- [Document segment]
VSGAN - VapourSynth GAN Implementation, based on ESRGAN's implementation [Archive] - Page 3

View Full Version : VSGAN - VapourSynth GAN Implementation, based on ESRGAN's implementation

Pages : 1 2 [3] 4

Selur

25th April 2022, 18:08

knumag

25th April 2022, 19:42

I got it working now, but why does VSGAN seem better when looking at the result? Same model is being used, but it still seem sharper.

knumag

25th April 2022, 19:54

And also, using the latest vsrealesrgan with onnx, R58 and pyton 3.8, I got 90-100% GPU usage with same fps as i got with the older vsrealesrgan 1.2.0 at 10% GPU which I did get to work with R57 and python 3.9.
Very confusing. CPU might av been a bit higher without ONNX, but that different is weird, when getting same FPS, no?

knumag

25th April 2022, 19:58

a. That guide, won't work with current vsrealesrgan.
b. Assuming you use Vapoursynth R57 and not the new Vapoursynth R58 the steps I posted over at https://forum.doom9.org/showthread.php?t=184000 should work.
Using VapourSynth R58 would require to use Python 3.8 (not 3.9 or 3.10) since R58 only supports 3.8 and 3.10, but onnxruntime does not support 3.10 atm.

Cu Selur

I tried that guide also, didnt work for me. Had to install earlier versions of a lot of them to get it to work for some reason.

- [Records provided]
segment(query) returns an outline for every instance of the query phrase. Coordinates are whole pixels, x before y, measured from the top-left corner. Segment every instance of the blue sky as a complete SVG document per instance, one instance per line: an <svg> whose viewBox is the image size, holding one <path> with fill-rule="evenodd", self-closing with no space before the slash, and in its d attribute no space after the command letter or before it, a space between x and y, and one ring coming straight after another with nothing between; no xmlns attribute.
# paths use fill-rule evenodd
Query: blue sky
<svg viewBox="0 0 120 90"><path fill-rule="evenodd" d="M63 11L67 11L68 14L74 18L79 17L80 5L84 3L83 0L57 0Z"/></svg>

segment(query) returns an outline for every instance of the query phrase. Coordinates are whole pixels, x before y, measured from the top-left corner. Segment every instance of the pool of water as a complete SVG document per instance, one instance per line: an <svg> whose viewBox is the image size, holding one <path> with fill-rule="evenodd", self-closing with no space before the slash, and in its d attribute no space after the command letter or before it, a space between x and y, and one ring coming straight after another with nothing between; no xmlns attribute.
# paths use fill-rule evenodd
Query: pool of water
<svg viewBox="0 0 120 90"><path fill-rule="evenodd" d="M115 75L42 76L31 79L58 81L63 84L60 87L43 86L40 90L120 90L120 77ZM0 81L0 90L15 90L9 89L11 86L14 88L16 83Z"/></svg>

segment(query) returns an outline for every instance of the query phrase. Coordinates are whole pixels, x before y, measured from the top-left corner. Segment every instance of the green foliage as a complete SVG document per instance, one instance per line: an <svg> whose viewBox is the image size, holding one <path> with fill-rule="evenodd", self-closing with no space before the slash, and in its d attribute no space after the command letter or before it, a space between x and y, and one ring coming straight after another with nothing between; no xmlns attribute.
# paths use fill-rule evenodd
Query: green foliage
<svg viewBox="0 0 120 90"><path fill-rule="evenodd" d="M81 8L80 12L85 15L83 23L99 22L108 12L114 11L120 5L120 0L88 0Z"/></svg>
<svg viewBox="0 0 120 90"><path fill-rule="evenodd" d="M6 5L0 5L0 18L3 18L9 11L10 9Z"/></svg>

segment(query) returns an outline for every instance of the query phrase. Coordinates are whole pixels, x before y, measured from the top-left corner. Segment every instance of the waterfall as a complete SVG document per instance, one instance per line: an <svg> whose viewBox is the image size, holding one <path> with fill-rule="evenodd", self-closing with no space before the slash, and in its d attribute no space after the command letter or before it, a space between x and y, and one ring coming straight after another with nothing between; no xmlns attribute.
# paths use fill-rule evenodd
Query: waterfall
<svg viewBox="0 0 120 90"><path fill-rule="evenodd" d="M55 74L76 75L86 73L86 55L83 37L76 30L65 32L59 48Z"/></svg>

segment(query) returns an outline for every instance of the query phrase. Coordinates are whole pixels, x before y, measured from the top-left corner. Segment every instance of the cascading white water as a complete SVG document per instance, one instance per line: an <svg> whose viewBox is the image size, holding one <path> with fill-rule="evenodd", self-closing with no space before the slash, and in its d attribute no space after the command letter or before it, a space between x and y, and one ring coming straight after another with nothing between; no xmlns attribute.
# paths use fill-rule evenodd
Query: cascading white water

- [Your task] According to the VSGAN forum thread, why does using VapourSynth R58 require Python 3.8?

- [Answer for the task] R58 supports only Python 3.8 and 3.10, and onnxruntime does not support 3.10.